**Yapılacaklar**
1. Antropologlar ve yardımcıları hakkındaki metne göre Boas, Hunt'a bir sayfa saha notu için ödediği ücreti kaç sentten kaç sente düşürmüştü?
2. Antropologlar ve yardımcıları hakkındaki metni, son cümlesinin ardından sürdürün.

**Belge Bölümü**
..............................
Boas ve Hunt arasındaki yakın işbirliğine rağmen, ikisi arasındaki güç dengesizliği sık sık çatışmalara neden oluyordu. Wilner’a göre Boas, Hunt’ın mali durumunu birkaç kez manipüle etmeye çalışmış, buna bir sayfa saha notu için aldığı ücreti 50 sentten 20 sente düşürmek de dahil. Bu muameleye sinirlenen Hunt, kendisine daha fazla ödeme yapılabilmesi için yazılarını daha küçük kâğıtlara yazarak protesto etti.
Boas ayrıca sürekli olarak erişilmesi zor yeni materyaller talep ederek Hunt’ı tehlikeli durumlara soktu. Bir keresinde Boas, Hunt’ı yerli mezarlıklarına girmeye ve “Batı etkisinden arınmış” sanat eserlerinin yanı sıra sömürgecilik öncesi döneme ait iskelet kalıntılarını toplamaya teşvik etti. Bu örnekler, her ne kadar Hunt’ın Boas’ın araştırmaları için tamamlayıcı bir katkısı olsa da aralarındaki ilişkide Hunt’ın konumunun güvencesiz kaldığını yansıtmaktadır.
I Madé Kalér ve Margaret Mead
Yıllar sonra, I Madé Kalér adında genç bir Balili, Boas’ın öğrencisi olan ünlü antropolog Margaret Mead’in sekreteri olarak çalıştı. Madé Kalér 1910’larda Kuzey Bali dağlarında yaşayan alt kasttan bir ailenin çocuğu olarak dünyaya geldi. Malay ve Hollanda okullarında iyi eğitim almış, İngilizce, Hollandaca ve Bali dili dahil olmak üzere beş dil konuşarak büyümüştür.
Liseden mezun olduktan sonra Hollanda Doğu Hint Adaları’nın (şimdiki Endonezya) başkenti Batavia’ya (şimdiki Jakarta) gitti. İyi maaşlı bir devlet işi bulmayı umuyordu. Bunun yerine, Bali’de karakter oluşumu ve bunun şizofrenik davranışlarla ilişkisini inceleyen saha çalışmaları için bir araştırma asistanı arayan Mead ve eşi Gregory Bateson ile tanıştı. 1936’daki bu olaylı karşılaşma işbirliklerinin başlangıcı oldu.
..............................
**Gösterilen Kayıtlar**
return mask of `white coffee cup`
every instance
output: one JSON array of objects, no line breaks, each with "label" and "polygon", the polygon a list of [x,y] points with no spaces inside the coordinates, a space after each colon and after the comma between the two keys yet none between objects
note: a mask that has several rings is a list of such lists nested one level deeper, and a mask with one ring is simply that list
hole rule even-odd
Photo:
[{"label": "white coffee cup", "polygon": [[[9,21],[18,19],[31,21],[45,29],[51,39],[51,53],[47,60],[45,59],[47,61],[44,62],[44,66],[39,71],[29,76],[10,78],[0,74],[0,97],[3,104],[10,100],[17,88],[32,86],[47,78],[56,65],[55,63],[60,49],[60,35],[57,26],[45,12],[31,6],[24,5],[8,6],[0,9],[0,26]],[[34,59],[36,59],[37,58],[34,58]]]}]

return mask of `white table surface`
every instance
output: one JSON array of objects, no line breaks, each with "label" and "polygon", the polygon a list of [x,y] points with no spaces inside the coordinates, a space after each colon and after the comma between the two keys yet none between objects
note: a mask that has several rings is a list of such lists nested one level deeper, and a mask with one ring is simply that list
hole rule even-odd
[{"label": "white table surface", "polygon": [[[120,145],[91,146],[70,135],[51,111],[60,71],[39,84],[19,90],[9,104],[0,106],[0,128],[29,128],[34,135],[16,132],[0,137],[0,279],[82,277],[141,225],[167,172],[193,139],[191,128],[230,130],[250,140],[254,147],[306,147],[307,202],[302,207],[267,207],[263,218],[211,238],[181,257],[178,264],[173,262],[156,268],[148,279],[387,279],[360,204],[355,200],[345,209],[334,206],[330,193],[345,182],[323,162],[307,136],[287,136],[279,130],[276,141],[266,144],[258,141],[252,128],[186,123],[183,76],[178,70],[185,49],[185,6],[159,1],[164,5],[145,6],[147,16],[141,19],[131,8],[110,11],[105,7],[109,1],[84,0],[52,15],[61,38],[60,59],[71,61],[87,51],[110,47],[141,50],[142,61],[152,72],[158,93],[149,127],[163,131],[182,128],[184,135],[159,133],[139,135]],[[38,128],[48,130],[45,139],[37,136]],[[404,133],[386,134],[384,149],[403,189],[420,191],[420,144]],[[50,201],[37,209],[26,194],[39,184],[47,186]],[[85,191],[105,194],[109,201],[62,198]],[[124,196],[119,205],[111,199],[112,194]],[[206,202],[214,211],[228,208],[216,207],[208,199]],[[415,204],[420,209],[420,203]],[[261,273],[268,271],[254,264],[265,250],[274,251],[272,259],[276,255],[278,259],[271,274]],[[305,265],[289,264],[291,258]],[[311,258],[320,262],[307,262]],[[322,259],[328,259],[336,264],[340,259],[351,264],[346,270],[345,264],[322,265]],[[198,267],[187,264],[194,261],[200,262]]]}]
..............................
**Alıştırma Yanıtları**
1. Ücreti 50 sentten 20 sente düşürmüştü.

2.
Madé Kalér’den Mead’in çalışmasında yalnızca kısa bir bölümle bahsedilmiş olabilir, ancak o Mead’in notlarını tamamlamak için 500’den fazla Bali metni yazdı. Bir bebeğin 3 aylık doğum günü ve bir köyün arınma ritüeli gibi çok sayıda Bali geleneğini ele aldı. Madé Kalér’in Bali dilindeki akıcılığı onu görünmeyene ve kendiliğinden olana karşı duyarlı kıldı. Gözlemleri, alt kasttan bir ailenin cenaze törenindeki hüznü, çocukların gelecekteki meslekleri hakkındaki hayalperest şakalaşmalarını ve merasim detaylarını yakaladı. Bu içgörüler dil bariyeri nedeniyle çoğu zaman Mead’in dikkatinden kaçıyordu.
Madé Kalér ayrıca aile üyelerini de bilgi kaynağı hâline getirmiş ve veri kaynağı olarak kendi çocukluk anılarını derinlemesine incelemiştir. Bu yaklaşım Mead’in çalışması için yeni ve zenginleştiriciydi, özellikle de Bali kültürü üzerine yapılan önceki araştırmalarda bilgi kaynağı olarak yüksek kasttan erkek yetişkinlere öncelik verildiği için.
Mead için çalışıyor olması Madé Kalér’in onun gözlemlerine katılmamasını engellemedi. Örneğin şöyle yazmıştır: “Bir ağlama sesi duydum. Ağlayan I Reta’ydı, daha önceki aynı çocuk. Nyonyah [Mead] [çocuğun] annesi tarafından kafasına vurulduğunu söyledi. Bunun doğru olup olmadığını bilmiyorum. Bir çocuk emeklemeye başladığında Bayung’da buna izin verilmezdi.”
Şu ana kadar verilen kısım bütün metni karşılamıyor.